Objective: Rewrite every line of the entries below as a Markdown table with the columns "Row" and "Line", numbering the rows and omitting blank lines. Leave the pictures out of the answer.

-------- Task material --------

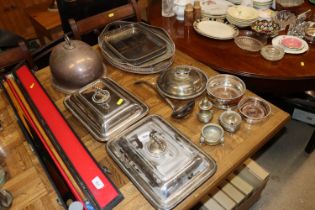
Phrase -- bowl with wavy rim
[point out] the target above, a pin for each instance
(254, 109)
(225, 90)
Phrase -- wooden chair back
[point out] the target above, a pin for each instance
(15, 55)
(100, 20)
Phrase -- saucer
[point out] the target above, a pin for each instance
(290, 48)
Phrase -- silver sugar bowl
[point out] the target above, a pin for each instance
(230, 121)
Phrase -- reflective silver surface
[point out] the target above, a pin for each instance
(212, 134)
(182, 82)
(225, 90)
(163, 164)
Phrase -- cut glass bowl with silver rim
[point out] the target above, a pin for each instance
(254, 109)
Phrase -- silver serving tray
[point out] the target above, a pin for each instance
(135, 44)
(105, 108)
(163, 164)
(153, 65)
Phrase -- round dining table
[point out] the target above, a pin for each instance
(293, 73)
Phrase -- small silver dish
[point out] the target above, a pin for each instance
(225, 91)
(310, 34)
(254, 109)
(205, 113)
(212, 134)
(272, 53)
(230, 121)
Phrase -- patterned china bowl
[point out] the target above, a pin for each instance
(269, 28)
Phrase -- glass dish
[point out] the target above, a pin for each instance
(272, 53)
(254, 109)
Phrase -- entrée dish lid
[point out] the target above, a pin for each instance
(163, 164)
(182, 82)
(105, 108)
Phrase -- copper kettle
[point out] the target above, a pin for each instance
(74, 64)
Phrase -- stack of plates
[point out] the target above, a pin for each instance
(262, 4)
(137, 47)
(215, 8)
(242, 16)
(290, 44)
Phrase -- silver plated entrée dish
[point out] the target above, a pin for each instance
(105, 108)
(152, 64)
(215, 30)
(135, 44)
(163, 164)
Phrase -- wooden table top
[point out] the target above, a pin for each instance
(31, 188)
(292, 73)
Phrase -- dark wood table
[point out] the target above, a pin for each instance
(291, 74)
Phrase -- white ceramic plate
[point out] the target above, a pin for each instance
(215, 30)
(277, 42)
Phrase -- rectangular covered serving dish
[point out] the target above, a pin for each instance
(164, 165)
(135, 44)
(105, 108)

--------

Solution to this problem:
| Row | Line |
|---|---|
| 1 | Phrase -- bowl with wavy rim |
| 2 | [point out] the target above, a pin for each instance |
| 3 | (254, 109) |
| 4 | (225, 90) |
| 5 | Phrase -- wooden chair back |
| 6 | [point out] the target above, a pin for each instance |
| 7 | (15, 55) |
| 8 | (100, 20) |
| 9 | Phrase -- saucer |
| 10 | [point out] the target above, a pin for each instance |
| 11 | (290, 48) |
| 12 | Phrase -- silver sugar bowl |
| 13 | [point out] the target above, a pin for each instance |
| 14 | (230, 121) |
| 15 | Phrase -- reflective silver surface |
| 16 | [point out] the target above, a pin for each instance |
| 17 | (212, 134) |
| 18 | (182, 82) |
| 19 | (225, 90) |
| 20 | (163, 164) |
| 21 | Phrase -- cut glass bowl with silver rim |
| 22 | [point out] the target above, a pin for each instance |
| 23 | (254, 109) |
| 24 | Phrase -- silver serving tray |
| 25 | [point out] the target above, a pin for each instance |
| 26 | (135, 44) |
| 27 | (105, 108) |
| 28 | (163, 164) |
| 29 | (153, 65) |
| 30 | Phrase -- round dining table |
| 31 | [point out] the target above, a pin for each instance |
| 32 | (293, 73) |
| 33 | Phrase -- small silver dish |
| 34 | [point out] the target above, a pin for each instance |
| 35 | (225, 91) |
| 36 | (310, 34) |
| 37 | (254, 109) |
| 38 | (205, 113) |
| 39 | (212, 134) |
| 40 | (272, 53) |
| 41 | (230, 121) |
| 42 | Phrase -- patterned china bowl |
| 43 | [point out] the target above, a pin for each instance |
| 44 | (269, 28) |
| 45 | Phrase -- glass dish |
| 46 | [point out] the target above, a pin for each instance |
| 47 | (272, 53) |
| 48 | (254, 109) |
| 49 | Phrase -- entrée dish lid |
| 50 | [point out] the target above, a pin for each instance |
| 51 | (163, 164) |
| 52 | (182, 82) |
| 53 | (105, 108) |
| 54 | Phrase -- copper kettle |
| 55 | [point out] the target above, a pin for each instance |
| 56 | (74, 64) |
| 57 | Phrase -- stack of plates |
| 58 | [point out] the target above, a pin for each instance |
| 59 | (262, 4) |
| 60 | (137, 47) |
| 61 | (215, 8) |
| 62 | (242, 16) |
| 63 | (290, 44) |
| 64 | Phrase -- silver plated entrée dish |
| 65 | [point out] the target above, a pin for each instance |
| 66 | (105, 108) |
| 67 | (152, 64) |
| 68 | (215, 30) |
| 69 | (135, 44) |
| 70 | (163, 164) |
| 71 | Phrase -- wooden table top |
| 72 | [point out] the target above, a pin for each instance |
| 73 | (31, 188) |
| 74 | (292, 73) |
| 75 | Phrase -- dark wood table |
| 76 | [point out] the target above, a pin for each instance |
| 77 | (291, 74) |
| 78 | Phrase -- white ceramic plate |
| 79 | [point out] the target above, a pin for each instance |
| 80 | (215, 30) |
| 81 | (277, 42) |
| 82 | Phrase -- rectangular covered serving dish |
| 83 | [point out] the target above, a pin for each instance |
| 84 | (164, 165) |
| 85 | (135, 44) |
| 86 | (105, 108) |